▶ _EXERCISE TEXT_:
--
Google has introduced the Gemini 2.5 Computer Use model, an advanced AI designed to interact with web browsers in a manner akin to human users. This model leverages visual comprehension and reasoning to perform tasks such as clicking buttons, filling out forms, scrolling through pages, and typing—actions typically executed by human users navigating web interfaces.
Key Features:
- Human-Like Interaction: Unlike traditional models that rely on APIs, Gemini 2.5 utilizes a virtual browser to simulate human-like interactions with websites.
- Versatile Actions: The model supports a range of predefined actions, including opening browsers, typing, clicking, dragging elements, and scrolling, enabling it to navigate complex web interfaces effectively.
- Enhanced Performance: Google claims that Gemini 2.5 outperforms competitors in benchmark tests, offering lower latency and improved efficiency in web-based tasks.
- Developer Access: Currently, Gemini 2.5 is available to developers through Google AI Studio and Vertex AI, allowing for integration into various applications and workflows.
Applications:
- UI Testing: Internally, Google employs Gemini 2.5 for user interface testing, streamlining the process of identifying and addressing issues in web applications.
- Agentic Features: The model powers agentic capabilities in Google’s AI Mode in Search, Project Mariner, and Firebase Testing Agent, facilitating tasks like research, planning, and data entry through natural language instructions.
With the introduction of Gemini 2.5, Google has made significant strides in developing AI that can seamlessly interact with web interfaces, enhancing automation and user experience across various platforms.
--
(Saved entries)
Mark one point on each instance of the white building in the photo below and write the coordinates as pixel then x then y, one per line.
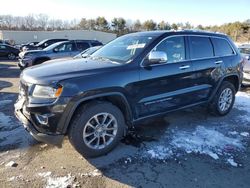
pixel 20 37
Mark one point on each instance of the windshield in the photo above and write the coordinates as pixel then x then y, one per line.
pixel 123 49
pixel 87 52
pixel 245 51
pixel 41 42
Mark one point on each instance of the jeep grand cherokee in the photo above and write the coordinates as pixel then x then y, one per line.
pixel 137 76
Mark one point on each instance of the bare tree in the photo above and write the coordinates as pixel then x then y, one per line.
pixel 30 21
pixel 42 21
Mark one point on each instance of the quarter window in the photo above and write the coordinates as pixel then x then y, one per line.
pixel 201 47
pixel 174 47
pixel 82 45
pixel 221 47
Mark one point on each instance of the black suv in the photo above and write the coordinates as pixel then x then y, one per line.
pixel 57 50
pixel 137 76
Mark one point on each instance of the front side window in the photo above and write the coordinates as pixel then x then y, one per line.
pixel 221 47
pixel 174 47
pixel 82 46
pixel 200 47
pixel 65 47
pixel 124 49
pixel 2 47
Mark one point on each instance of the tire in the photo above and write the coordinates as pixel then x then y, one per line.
pixel 216 106
pixel 81 134
pixel 39 61
pixel 11 56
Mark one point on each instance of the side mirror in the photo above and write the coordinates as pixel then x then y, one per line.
pixel 56 50
pixel 157 57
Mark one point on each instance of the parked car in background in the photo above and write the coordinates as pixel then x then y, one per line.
pixel 27 45
pixel 57 50
pixel 135 77
pixel 43 44
pixel 245 51
pixel 5 42
pixel 8 51
pixel 88 52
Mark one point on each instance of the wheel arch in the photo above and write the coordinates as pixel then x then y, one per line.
pixel 232 78
pixel 116 98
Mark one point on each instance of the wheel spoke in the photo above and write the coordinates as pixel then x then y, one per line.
pixel 104 140
pixel 96 119
pixel 90 125
pixel 88 134
pixel 109 135
pixel 98 142
pixel 89 142
pixel 104 118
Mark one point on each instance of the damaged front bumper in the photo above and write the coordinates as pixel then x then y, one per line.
pixel 22 115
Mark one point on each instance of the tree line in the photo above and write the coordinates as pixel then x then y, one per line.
pixel 239 31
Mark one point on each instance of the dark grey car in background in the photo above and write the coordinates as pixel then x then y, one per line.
pixel 245 52
pixel 55 51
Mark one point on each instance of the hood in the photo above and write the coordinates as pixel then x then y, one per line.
pixel 61 69
pixel 30 52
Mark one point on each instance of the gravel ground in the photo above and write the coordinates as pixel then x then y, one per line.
pixel 188 148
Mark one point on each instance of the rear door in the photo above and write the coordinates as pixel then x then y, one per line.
pixel 168 86
pixel 208 68
pixel 81 46
pixel 3 50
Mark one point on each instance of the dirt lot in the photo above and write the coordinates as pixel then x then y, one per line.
pixel 184 149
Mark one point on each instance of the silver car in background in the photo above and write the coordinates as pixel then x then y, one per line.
pixel 245 51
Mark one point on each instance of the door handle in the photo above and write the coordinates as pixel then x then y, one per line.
pixel 218 62
pixel 183 67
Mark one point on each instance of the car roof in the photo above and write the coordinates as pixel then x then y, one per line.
pixel 179 32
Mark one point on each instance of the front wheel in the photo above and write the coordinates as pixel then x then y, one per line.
pixel 223 100
pixel 96 129
pixel 11 56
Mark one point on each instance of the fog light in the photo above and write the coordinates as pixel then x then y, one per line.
pixel 42 119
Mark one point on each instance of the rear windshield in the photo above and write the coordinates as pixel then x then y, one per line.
pixel 222 47
pixel 124 49
pixel 245 50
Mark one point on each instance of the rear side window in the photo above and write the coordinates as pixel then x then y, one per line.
pixel 174 47
pixel 96 44
pixel 200 47
pixel 222 47
pixel 82 46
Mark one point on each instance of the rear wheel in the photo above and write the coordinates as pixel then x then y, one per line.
pixel 96 128
pixel 223 100
pixel 11 56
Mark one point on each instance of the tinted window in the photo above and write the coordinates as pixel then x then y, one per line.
pixel 65 47
pixel 2 47
pixel 201 47
pixel 82 46
pixel 174 47
pixel 245 50
pixel 96 44
pixel 221 47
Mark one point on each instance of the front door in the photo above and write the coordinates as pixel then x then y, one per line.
pixel 169 85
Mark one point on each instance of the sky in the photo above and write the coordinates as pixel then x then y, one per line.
pixel 208 12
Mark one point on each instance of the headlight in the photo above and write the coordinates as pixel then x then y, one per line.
pixel 46 92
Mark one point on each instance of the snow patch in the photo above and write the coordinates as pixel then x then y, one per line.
pixel 232 162
pixel 44 174
pixel 94 173
pixel 60 182
pixel 245 134
pixel 202 140
pixel 160 152
pixel 242 101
--
▶ _EXERCISE GOAL_:
Copy the stretch of the Gemini 2.5 description from "Google has introduced" through "interactions with websites.", substituting "simulated browser" for "virtual browser". The rows aren't needed for this.

▶ _SOLUTION TO THE EXERCISE_:
Google has introduced the Gemini 2.5 Computer Use model, an advanced AI designed to interact with web browsers in a manner akin to human users. This model leverages visual comprehension and reasoning to perform tasks such as clicking buttons, filling out forms, scrolling through pages, and typing—actions typically executed by human users navigating web interfaces.
Key Features:
- Human-Like Interaction: Unlike traditional models that rely on APIs, Gemini 2.5 utilizes a simulated browser to simulate human-like interactions with websites.